Raw records
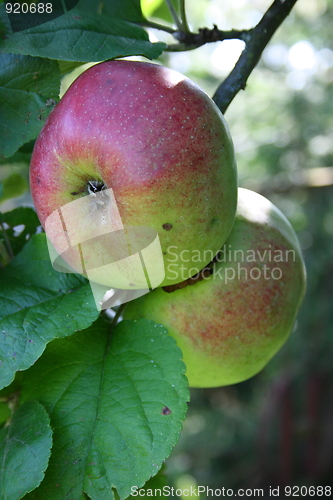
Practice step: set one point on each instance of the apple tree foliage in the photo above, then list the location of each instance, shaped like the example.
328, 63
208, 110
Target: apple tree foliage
89, 406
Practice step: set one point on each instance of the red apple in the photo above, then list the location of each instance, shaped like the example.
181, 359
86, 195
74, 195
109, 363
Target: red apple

What you need to do
Copy out every line of the items above word for word, but leave out the pictures.

Task solution
Practice step: set one point on each instance of the apple tree foliage in the photo above, then list the location of each instance, shaped like the example.
328, 63
208, 110
Target: apple tree foliage
89, 406
Practice step: set one point on each instance of the red apple in the photo above, then list the location of each instance, shaped like the example.
181, 359
86, 195
74, 195
109, 363
Target: red apple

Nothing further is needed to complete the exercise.